---------- Passage fourni ----------

Karol Nawrocki revendique par ailleurs un lien fort avec Donald Trump. Avant la présidentielle américaine de 2024, il avait été reçu à la Maison Blanche par le milliardaire redevenu président. « Vous allez gagner », lui aurait confié Trump.
Karol Nawrocki a su capter une large frange de l’électorat conservateur, lassée du centrisme europhile et inquiète des mutations culturelles et démographiques. Sa victoire consacre un basculement idéologique en Pologne, où la question identitaire semble désormais primer sur les alliances européennes traditionnelles.
Reste à savoir si Nawrocki parviendra à fédérer une nation profondément polarisée, ou s’il s’inscrira dans une présidence de rupture, au risque d’une nouvelle crise politique au cœur de l’Union européenne. Le président polonais mènera certainement la vie dure à un gouvernement qui n’est pas de couleur politique. En effet, les pouvoirs du président en Pologne sont assez importants avec un droit de véto législatif, et de larges pouvoirs en matière de défense de politique étrangère. La victoire du candidat du PIS est une défaite et un avertissement sérieux pour la coalition gouvernementale dirigée par le Premier Ministre Donald Tusk.

---------- Lignes fournies ----------

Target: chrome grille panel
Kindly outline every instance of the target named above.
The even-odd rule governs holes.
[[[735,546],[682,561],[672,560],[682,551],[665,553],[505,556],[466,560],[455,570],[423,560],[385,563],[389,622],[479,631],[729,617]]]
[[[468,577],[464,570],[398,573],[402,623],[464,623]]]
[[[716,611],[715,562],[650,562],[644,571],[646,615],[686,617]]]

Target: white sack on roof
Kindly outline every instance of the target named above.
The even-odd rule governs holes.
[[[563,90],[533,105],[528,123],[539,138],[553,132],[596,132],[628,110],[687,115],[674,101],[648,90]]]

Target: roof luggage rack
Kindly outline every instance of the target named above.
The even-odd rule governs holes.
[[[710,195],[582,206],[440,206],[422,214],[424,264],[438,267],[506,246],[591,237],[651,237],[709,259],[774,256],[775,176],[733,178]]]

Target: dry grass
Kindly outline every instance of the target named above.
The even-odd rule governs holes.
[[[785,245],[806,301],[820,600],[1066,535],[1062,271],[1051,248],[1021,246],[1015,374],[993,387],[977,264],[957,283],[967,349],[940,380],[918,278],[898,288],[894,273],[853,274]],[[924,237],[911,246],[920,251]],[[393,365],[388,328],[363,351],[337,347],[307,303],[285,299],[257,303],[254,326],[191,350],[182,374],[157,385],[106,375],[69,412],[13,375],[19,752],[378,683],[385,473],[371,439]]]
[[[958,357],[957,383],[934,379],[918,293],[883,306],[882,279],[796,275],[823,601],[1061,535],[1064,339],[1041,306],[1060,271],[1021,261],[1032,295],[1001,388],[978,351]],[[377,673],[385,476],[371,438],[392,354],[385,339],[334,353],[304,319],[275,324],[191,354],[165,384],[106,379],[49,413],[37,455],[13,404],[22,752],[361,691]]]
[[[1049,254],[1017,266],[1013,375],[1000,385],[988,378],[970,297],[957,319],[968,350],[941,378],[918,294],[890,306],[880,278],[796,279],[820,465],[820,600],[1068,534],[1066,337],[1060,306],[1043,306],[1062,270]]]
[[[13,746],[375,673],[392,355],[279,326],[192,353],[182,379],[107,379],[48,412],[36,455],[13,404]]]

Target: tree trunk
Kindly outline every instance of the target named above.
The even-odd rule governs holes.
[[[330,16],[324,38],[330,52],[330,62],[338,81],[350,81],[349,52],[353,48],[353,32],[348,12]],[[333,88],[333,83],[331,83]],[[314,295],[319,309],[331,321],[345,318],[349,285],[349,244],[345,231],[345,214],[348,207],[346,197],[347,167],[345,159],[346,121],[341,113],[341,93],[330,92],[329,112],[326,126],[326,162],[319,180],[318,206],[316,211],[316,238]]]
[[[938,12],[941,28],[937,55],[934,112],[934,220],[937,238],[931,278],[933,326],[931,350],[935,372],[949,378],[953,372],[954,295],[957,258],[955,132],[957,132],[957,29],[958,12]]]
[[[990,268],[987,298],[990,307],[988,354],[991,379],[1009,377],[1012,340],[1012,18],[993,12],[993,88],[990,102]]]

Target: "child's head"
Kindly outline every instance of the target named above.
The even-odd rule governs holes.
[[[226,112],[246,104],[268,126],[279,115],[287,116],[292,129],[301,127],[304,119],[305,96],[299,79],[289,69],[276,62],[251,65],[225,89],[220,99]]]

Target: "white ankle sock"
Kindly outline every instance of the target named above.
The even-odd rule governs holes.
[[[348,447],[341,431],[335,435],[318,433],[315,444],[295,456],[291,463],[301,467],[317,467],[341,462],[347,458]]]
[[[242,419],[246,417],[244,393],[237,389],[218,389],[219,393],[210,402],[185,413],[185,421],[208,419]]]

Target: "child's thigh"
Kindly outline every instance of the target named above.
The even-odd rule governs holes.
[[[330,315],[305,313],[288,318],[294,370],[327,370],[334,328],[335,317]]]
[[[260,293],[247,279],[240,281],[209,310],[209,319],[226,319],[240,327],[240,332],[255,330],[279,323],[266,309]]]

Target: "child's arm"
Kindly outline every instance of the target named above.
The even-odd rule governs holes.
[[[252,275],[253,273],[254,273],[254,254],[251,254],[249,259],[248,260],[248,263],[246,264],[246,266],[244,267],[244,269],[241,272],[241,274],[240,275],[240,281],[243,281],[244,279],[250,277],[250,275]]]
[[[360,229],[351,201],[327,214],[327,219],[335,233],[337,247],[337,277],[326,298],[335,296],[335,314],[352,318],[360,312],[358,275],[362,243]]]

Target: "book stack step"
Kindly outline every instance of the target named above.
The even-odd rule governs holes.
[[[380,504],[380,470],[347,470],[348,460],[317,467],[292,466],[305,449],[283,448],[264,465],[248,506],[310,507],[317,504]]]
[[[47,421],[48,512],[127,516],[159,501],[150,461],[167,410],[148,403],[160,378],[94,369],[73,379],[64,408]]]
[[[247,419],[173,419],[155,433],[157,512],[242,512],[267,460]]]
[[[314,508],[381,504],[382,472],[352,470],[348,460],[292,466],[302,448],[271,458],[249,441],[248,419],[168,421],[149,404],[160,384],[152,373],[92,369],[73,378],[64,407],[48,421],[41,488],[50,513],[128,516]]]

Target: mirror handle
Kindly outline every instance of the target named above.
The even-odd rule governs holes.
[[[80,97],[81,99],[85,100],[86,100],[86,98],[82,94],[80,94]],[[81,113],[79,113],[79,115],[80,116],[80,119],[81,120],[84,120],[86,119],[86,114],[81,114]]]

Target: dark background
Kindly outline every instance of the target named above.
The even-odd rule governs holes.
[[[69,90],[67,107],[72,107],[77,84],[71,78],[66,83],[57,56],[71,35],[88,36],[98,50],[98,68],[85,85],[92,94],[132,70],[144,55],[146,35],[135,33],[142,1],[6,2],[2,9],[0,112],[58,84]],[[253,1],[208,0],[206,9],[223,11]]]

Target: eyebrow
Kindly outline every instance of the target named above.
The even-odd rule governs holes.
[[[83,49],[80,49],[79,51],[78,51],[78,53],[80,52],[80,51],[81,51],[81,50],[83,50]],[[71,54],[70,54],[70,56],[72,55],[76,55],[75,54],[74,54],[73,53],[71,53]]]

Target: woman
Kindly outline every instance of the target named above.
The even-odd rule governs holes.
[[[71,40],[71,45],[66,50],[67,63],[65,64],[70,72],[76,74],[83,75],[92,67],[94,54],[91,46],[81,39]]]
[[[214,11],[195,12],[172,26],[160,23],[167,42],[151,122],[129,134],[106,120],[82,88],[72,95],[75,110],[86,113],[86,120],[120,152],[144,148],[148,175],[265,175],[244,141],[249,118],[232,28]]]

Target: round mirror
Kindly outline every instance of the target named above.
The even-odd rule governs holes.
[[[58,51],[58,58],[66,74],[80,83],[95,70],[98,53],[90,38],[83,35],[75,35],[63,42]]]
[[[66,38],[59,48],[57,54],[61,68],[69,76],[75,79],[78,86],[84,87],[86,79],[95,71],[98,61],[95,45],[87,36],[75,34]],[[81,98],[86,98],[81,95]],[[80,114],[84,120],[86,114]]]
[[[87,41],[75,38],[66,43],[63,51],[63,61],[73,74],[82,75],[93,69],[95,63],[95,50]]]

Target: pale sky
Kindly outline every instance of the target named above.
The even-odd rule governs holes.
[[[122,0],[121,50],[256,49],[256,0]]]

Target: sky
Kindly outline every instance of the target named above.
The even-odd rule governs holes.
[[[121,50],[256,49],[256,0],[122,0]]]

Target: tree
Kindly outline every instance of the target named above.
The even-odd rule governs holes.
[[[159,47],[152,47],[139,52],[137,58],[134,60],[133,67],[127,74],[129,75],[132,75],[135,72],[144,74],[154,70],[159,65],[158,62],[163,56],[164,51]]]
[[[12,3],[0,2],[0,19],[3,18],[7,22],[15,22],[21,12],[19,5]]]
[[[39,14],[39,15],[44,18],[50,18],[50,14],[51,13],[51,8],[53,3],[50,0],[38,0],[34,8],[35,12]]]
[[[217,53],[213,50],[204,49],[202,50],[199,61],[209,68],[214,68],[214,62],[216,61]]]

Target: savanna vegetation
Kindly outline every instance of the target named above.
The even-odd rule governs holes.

----------

• À faire:
A. Citez le passage sur Karol Nawrocki depuis « Karol Nawrocki a » jusqu'à « alliances européennes traditionnelles. » inclus.
B. Résumez en deux phrases le passage sur Karol Nawrocki.

• Réponses attendues:
A.
Karol Nawrocki a su capter une large frange de l’électorat conservateur, lassée du centrisme europhile et inquiète des mutations culturelles et démographiques. Sa victoire consacre un basculement idéologique en Pologne, où la question identitaire semble désormais primer sur les alliances européennes traditionnelles.

B. Karol Nawrocki, qui revendique un lien fort avec Donald Trump, a su capter une large frange de l'électorat conservateur, et sa victoire consacre un basculement idéologique en Pologne. Fort d'un droit de véto législatif et de larges pouvoirs, le président mènera certainement la vie dure au gouvernement, et sa victoire est un avertissement sérieux pour la coalition dirigée par Donald Tusk.